[Records from a collection]
-*-
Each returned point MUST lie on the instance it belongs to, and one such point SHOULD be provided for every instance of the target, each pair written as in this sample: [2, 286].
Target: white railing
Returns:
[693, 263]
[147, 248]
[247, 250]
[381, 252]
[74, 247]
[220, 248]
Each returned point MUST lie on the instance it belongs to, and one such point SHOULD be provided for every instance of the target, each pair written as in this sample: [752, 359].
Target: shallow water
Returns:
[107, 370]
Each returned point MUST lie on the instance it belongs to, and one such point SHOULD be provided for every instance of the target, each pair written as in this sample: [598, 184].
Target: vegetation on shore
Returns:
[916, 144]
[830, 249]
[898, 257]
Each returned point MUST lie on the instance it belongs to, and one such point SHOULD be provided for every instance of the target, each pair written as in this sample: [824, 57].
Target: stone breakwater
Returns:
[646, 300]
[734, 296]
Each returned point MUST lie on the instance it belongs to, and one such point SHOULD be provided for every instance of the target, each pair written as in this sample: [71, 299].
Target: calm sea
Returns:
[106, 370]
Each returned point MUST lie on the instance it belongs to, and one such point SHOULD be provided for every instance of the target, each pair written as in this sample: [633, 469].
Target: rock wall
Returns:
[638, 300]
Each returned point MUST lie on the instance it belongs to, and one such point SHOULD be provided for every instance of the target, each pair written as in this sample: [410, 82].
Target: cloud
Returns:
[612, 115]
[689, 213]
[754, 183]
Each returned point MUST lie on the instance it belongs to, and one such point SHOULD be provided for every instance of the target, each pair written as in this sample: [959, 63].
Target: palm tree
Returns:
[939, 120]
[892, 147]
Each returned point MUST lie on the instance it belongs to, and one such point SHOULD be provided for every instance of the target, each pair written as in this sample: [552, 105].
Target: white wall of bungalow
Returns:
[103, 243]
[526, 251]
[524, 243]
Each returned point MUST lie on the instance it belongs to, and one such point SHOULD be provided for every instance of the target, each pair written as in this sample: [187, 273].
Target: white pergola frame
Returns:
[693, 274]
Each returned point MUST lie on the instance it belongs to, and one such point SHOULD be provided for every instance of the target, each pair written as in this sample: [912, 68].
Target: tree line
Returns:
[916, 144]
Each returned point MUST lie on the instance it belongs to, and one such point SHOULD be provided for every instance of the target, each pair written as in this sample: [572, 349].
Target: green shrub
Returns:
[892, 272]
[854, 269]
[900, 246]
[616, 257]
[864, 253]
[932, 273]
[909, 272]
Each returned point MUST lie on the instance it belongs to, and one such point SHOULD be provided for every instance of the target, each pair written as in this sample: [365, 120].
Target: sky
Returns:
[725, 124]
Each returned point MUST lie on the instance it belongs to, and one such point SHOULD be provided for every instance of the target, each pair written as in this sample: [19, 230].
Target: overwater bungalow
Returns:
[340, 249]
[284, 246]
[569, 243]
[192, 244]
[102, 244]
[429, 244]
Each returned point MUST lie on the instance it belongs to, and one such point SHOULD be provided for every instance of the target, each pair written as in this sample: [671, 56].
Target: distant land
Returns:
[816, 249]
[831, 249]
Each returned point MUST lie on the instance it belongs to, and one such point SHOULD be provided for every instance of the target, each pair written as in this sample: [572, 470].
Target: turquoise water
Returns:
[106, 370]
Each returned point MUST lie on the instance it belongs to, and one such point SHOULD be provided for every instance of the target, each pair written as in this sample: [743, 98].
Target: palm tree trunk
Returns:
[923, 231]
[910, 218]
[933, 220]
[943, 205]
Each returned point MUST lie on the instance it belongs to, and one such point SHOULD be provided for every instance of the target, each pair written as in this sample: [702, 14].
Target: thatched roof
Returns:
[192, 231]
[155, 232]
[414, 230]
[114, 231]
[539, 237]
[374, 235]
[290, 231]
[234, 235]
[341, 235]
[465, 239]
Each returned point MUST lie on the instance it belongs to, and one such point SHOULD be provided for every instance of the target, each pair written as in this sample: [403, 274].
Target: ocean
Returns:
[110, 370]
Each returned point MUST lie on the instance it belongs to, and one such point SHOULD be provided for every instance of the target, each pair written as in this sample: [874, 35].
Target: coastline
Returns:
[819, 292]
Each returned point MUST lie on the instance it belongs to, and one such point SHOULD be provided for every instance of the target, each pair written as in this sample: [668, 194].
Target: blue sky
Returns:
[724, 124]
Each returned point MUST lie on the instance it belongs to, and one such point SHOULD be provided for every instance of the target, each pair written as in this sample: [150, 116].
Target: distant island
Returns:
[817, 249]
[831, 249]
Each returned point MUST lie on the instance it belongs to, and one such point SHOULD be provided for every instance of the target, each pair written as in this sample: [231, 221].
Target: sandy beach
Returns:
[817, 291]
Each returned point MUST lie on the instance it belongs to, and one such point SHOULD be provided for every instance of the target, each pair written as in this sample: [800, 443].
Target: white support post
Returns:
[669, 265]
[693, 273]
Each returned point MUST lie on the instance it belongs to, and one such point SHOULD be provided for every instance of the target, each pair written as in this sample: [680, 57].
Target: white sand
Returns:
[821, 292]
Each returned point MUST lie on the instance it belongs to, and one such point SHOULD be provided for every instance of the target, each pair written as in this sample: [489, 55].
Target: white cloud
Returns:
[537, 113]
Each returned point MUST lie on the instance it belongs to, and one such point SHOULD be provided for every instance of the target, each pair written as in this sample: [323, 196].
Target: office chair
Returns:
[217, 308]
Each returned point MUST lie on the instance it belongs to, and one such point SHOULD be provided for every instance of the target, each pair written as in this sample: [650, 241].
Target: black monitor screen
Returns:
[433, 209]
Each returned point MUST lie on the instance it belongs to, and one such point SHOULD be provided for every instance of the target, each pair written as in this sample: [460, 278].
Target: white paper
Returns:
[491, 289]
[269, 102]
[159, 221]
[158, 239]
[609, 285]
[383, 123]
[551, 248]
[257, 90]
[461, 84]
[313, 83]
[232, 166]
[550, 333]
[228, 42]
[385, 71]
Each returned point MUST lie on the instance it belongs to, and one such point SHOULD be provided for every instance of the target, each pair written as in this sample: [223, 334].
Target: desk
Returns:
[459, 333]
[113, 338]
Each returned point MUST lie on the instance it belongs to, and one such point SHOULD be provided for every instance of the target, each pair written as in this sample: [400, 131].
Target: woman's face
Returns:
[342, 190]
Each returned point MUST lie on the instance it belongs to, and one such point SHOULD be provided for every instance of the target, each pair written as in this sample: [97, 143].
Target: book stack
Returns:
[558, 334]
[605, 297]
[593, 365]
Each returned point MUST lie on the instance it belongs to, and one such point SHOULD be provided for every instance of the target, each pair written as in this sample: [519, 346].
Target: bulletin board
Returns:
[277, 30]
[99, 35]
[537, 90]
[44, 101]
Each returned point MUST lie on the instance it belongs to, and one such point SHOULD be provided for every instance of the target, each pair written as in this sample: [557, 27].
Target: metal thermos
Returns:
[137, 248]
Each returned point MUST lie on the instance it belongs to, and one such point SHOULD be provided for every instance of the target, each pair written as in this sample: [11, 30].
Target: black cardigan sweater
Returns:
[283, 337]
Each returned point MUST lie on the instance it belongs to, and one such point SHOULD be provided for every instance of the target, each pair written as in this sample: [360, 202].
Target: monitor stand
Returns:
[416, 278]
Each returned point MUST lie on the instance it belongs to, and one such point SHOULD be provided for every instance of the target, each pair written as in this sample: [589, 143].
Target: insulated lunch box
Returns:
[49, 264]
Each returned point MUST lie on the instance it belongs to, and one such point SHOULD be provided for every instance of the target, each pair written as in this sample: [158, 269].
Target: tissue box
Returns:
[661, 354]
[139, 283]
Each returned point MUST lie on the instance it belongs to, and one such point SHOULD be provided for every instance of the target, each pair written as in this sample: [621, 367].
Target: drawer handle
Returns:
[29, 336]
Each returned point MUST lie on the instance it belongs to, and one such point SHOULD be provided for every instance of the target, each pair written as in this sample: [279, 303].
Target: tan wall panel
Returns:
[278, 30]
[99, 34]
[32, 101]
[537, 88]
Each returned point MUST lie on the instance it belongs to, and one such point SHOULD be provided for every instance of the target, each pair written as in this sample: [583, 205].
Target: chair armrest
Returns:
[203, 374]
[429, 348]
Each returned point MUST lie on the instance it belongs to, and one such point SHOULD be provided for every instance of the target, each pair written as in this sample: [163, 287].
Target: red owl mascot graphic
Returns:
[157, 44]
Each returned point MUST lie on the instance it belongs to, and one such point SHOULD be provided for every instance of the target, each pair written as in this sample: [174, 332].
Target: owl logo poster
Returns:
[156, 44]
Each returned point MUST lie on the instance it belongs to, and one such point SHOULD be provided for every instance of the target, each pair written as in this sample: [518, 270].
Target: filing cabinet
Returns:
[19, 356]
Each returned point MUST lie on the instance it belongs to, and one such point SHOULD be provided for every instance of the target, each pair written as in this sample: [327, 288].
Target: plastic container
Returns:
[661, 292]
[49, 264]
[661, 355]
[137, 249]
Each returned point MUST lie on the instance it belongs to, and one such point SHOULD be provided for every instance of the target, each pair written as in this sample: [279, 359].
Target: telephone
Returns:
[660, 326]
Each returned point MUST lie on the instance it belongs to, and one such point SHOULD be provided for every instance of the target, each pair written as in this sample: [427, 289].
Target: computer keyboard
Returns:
-*-
Reproduce the final stretch of the data above: every line from the one holding "sample: [158, 269]." through the end, inclusive, exactly as written and nothing else.

◆ Written answer:
Each returned point MUST lie on the instance it belongs to, and one such point SHOULD be provided for every instance of the target, each pair written as in this sample: [158, 269].
Target: tissue box
Returns:
[661, 354]
[139, 283]
Each returned point MUST lie on the instance it belongs to, and one such point SHOULD be provided for every instance of the target, each pair written as in this sample: [621, 367].
Target: drawer handle
Returns:
[29, 336]
Each returned point MUST lie on the instance it belongs to, and one such point SHOULD be provided for every instance of the target, each pair written as in this sample: [279, 303].
Target: tan wall panel
Returns:
[278, 30]
[99, 34]
[32, 101]
[537, 88]
Each returned point MUST lie on the instance it belongs to, and one such point SHOULD be provided for every instance of the target, each pair written as in this sample: [583, 205].
Target: chair armrest
Returns:
[203, 374]
[429, 348]
Each returned point MUST lie on the instance it belongs to, and one such point SHOULD be provided for every instance of the target, each pair written as in this sample: [163, 287].
Target: red owl mascot graphic
Returns:
[157, 44]
Each returned point MUST lie on the instance it belongs to, and one such point SHOULD be provided for every instance of the target, each pair written as in this sample: [174, 332].
Target: owl logo poster
Returns:
[156, 44]
Each returned point MUST lie on the instance it belongs to, and one such point SHOULD be provided for every instance of the target, each pair written as in this sample: [518, 270].
Target: filing cabinet
Returns:
[19, 356]
Each returned point MUST lie on the instance it belongs to, and one such point SHOULD be provided for every instance of the target, each pair written as in this sample: [327, 288].
Target: plastic container
Returns:
[661, 292]
[49, 264]
[661, 355]
[137, 249]
Each returned point MUST lie on the instance it belongs to, and one such point SHOULD be provided for every instance of the target, each pair written as in this sample: [279, 359].
Target: telephone
Returns:
[660, 326]
Each returned point MUST lie on the instance it belongs to, and one such point SHOULD be provided for every instance of the target, each pair written as in this sample: [427, 289].
Target: computer keyboard
Returns:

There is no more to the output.